:: EXERCISE MATERIAL ::

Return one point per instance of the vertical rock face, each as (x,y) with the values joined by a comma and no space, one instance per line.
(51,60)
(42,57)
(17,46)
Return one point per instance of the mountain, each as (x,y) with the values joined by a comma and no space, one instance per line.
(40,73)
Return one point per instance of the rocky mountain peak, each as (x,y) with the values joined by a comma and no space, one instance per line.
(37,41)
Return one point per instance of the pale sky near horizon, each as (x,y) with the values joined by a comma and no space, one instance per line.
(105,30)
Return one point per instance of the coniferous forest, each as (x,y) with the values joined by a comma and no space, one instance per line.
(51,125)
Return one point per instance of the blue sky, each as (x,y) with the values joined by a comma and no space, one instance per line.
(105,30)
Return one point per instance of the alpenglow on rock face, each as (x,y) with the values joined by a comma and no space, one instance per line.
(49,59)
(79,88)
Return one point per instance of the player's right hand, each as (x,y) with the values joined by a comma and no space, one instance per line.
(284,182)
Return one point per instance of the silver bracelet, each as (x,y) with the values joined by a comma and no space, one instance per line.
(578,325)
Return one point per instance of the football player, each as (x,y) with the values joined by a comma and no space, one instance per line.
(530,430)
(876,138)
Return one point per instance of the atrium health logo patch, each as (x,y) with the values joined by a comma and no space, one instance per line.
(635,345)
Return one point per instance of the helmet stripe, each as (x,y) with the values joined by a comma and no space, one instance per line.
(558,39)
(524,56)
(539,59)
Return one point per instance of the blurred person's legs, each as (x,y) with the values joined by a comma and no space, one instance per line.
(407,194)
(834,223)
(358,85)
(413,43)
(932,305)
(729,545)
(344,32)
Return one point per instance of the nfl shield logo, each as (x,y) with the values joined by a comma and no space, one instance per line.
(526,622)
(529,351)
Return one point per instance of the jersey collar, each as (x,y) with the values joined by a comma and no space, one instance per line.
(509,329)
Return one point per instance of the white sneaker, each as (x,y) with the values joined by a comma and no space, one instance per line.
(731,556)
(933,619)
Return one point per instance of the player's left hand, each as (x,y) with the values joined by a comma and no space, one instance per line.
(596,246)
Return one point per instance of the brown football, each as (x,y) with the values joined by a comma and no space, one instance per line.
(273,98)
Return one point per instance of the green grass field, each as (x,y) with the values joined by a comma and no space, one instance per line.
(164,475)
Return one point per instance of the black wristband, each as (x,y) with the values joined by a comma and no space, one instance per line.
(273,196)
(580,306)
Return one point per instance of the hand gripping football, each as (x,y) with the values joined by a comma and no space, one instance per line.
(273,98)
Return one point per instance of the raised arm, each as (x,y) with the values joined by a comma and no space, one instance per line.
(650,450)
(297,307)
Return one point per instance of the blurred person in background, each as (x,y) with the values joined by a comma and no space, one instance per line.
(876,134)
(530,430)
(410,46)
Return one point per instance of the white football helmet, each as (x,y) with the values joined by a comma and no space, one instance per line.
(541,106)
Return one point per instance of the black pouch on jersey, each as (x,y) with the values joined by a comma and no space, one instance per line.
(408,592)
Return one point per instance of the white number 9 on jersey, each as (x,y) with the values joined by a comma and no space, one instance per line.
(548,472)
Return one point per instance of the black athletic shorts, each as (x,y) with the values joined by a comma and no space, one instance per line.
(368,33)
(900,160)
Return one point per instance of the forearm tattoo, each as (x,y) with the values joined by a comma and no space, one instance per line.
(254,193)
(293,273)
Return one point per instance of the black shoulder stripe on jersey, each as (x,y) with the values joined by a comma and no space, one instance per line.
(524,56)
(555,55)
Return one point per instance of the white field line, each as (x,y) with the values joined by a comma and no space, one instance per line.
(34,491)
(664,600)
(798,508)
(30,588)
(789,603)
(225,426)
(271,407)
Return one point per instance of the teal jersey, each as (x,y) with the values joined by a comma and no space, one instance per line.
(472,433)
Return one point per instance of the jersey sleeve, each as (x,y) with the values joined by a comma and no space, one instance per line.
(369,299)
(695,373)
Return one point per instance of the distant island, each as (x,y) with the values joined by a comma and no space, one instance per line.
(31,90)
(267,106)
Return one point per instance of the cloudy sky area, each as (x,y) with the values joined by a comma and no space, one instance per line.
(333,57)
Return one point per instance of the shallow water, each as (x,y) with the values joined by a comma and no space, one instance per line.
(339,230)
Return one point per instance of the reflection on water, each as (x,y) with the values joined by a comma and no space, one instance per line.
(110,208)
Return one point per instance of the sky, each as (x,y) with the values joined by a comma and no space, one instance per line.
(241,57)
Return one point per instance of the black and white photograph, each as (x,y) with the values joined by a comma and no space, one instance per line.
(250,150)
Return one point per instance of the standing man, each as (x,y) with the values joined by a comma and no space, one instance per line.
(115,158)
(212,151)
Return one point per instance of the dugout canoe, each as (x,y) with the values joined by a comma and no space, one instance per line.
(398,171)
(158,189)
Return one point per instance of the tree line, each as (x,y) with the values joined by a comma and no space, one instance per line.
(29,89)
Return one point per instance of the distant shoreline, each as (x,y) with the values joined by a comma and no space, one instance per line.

:: EXERCISE GOAL ::
Arrange the stretch of the listing from the line containing "Return one point per instance of the sky, each" through the end of the listing, both ends included, as a numbered list with blank lines left out.

:: SOLUTION FOR THIS EXERCISE ::
1. Return one point per instance of the sky, each as (x,y) with the values joined by a comma and no space, one instance per line.
2. (241,57)
3. Return one point per instance of the black and white photograph, each as (x,y) with the values joined by a comma and no space, one instance per line.
4. (250,150)
5. Return one point per instance of the standing man, each as (x,y) with the values joined by a comma and no space, one instance per line.
6. (115,158)
7. (212,151)
8. Return one point per instance of the dugout canoe, each as (x,y) with the values joined by a comma and no space, one instance per line.
9. (398,171)
10. (158,189)
11. Return one point per instance of the tree line, each as (x,y) with the values joined by a comma and no space, one instance per line.
12. (29,89)
13. Return one point per instance of the distant shoreline, each as (x,y) with the values joined by a comma and no space, one instance per line.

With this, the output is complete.